*** Given data ***

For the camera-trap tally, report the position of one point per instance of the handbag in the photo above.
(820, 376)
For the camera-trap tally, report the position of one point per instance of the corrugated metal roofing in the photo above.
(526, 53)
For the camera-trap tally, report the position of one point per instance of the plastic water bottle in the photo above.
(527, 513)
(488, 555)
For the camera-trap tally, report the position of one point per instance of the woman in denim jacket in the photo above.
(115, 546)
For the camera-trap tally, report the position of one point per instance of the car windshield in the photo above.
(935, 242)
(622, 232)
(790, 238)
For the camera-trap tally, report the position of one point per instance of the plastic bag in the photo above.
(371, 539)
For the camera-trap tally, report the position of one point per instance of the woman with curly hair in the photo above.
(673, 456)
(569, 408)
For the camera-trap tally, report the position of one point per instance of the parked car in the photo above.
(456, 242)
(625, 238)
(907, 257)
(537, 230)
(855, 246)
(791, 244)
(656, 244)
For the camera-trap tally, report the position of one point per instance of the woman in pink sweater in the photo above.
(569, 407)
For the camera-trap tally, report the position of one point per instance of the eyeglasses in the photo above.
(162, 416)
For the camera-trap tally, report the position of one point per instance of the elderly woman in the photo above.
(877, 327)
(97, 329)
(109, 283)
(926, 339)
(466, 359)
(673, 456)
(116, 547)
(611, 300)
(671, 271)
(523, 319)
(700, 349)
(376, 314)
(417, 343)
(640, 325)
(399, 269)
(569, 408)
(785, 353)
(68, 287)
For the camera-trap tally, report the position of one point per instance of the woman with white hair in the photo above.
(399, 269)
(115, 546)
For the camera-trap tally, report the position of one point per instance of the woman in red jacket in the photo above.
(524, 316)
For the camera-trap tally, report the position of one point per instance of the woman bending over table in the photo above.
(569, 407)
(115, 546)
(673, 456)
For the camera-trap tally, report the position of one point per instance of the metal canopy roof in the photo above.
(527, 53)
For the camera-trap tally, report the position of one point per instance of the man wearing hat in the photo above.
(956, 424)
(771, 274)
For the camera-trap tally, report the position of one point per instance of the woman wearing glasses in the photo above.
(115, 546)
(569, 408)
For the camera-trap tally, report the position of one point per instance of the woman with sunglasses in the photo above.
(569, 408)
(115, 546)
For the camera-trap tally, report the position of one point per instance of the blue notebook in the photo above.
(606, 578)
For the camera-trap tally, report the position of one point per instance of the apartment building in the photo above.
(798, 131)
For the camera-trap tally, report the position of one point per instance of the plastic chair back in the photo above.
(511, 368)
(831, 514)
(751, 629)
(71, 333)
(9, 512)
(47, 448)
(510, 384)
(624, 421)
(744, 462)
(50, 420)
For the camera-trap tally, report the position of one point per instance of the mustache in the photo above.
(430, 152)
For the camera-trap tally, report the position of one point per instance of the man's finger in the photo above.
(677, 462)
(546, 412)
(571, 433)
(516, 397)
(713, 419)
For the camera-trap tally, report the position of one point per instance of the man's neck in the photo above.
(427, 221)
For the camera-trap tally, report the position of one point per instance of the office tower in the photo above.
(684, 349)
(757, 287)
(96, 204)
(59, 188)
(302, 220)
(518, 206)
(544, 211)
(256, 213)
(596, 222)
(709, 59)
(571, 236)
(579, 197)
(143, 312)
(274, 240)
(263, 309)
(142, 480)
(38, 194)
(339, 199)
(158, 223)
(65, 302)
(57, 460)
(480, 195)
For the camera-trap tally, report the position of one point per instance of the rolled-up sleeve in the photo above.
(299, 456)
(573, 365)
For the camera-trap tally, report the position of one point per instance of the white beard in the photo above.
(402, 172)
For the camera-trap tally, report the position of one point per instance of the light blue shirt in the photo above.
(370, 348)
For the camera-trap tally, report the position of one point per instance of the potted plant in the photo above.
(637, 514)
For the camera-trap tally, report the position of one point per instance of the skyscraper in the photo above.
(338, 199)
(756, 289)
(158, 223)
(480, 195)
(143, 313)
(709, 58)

***
*** Given data ***

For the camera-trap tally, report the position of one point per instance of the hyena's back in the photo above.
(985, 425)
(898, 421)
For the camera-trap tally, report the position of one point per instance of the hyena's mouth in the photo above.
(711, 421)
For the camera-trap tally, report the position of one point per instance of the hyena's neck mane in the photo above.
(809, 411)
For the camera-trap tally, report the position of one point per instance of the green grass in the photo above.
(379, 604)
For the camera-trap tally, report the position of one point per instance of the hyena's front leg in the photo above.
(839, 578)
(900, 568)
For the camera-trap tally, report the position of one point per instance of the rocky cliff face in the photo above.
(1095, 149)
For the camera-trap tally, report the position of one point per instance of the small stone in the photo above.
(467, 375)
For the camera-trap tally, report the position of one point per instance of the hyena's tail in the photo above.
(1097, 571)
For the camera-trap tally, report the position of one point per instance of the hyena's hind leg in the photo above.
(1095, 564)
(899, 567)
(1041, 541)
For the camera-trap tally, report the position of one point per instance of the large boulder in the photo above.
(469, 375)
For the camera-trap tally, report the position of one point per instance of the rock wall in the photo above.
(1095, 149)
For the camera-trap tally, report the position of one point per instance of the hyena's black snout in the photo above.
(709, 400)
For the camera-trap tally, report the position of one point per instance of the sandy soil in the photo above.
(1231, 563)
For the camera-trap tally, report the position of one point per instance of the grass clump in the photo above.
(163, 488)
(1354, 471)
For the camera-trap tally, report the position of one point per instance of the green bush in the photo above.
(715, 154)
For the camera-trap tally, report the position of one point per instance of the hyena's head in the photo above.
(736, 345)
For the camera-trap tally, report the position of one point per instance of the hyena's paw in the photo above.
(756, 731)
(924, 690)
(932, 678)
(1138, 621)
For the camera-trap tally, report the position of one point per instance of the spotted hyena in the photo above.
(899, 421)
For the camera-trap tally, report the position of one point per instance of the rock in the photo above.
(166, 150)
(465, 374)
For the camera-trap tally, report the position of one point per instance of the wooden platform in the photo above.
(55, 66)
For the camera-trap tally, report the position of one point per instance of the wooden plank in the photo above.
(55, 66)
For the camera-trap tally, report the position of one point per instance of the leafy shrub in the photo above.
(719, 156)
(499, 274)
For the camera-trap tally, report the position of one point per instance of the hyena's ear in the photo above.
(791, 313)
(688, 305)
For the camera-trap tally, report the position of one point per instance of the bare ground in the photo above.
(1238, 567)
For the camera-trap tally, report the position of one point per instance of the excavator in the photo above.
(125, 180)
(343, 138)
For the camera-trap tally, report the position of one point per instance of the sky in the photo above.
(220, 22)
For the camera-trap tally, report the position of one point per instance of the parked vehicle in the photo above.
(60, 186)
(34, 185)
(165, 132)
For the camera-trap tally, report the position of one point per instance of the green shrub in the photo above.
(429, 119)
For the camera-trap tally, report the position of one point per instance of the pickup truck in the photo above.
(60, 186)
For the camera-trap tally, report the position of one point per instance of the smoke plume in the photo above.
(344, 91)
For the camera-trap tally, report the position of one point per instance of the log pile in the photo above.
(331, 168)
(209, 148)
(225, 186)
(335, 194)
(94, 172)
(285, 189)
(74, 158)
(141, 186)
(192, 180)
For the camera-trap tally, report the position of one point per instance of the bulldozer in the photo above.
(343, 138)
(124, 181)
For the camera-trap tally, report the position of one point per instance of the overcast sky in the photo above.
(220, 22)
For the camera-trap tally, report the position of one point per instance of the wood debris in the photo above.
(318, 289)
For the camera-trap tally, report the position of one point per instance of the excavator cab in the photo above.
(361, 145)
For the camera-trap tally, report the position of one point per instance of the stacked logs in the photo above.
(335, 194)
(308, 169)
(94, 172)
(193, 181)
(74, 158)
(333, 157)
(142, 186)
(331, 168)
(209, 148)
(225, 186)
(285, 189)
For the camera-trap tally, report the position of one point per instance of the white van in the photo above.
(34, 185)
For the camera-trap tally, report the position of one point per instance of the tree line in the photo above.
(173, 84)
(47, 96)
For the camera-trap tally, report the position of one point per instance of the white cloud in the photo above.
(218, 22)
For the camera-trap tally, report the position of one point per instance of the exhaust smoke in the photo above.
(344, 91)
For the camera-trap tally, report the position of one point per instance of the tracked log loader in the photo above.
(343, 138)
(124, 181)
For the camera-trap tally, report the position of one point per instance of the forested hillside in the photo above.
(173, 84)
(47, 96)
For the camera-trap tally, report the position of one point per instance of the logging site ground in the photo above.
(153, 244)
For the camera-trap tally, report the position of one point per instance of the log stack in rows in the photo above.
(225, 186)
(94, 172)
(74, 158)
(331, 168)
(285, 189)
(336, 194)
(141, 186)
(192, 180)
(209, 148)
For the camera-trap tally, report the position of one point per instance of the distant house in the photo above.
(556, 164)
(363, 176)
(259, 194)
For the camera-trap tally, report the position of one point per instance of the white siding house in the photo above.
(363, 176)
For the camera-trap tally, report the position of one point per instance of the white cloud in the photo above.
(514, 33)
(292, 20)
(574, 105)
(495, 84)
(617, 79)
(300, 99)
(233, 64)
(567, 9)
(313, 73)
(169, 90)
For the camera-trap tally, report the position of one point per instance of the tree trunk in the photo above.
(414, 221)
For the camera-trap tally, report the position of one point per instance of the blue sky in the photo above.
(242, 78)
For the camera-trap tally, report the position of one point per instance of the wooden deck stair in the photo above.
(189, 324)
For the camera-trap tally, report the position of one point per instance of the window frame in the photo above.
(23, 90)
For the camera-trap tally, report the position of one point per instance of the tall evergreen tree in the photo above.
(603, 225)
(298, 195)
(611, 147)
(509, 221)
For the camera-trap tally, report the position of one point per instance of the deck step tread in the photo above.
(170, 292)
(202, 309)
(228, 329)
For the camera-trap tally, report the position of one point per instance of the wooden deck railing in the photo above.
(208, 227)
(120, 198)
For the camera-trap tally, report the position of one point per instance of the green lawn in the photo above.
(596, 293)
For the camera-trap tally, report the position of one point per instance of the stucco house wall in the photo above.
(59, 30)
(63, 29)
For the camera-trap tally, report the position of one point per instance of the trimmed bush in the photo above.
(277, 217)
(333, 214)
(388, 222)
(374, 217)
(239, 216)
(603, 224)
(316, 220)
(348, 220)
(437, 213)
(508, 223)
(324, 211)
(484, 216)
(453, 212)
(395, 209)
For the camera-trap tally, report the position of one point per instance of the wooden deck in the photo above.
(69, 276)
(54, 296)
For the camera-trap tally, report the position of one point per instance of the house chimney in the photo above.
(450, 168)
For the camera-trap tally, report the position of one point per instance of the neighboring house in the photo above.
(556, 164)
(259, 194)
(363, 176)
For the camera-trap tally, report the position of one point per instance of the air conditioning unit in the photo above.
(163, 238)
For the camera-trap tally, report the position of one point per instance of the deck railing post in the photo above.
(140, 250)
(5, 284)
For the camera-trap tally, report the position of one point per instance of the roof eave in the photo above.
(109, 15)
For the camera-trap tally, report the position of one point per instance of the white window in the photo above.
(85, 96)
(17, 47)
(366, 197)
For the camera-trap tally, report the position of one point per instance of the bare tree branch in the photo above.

***

What needs to be done:
State how many lines of the data above contain the string "grass", counting only matches with the same case, and give only the number.

Reply to the exercise:
2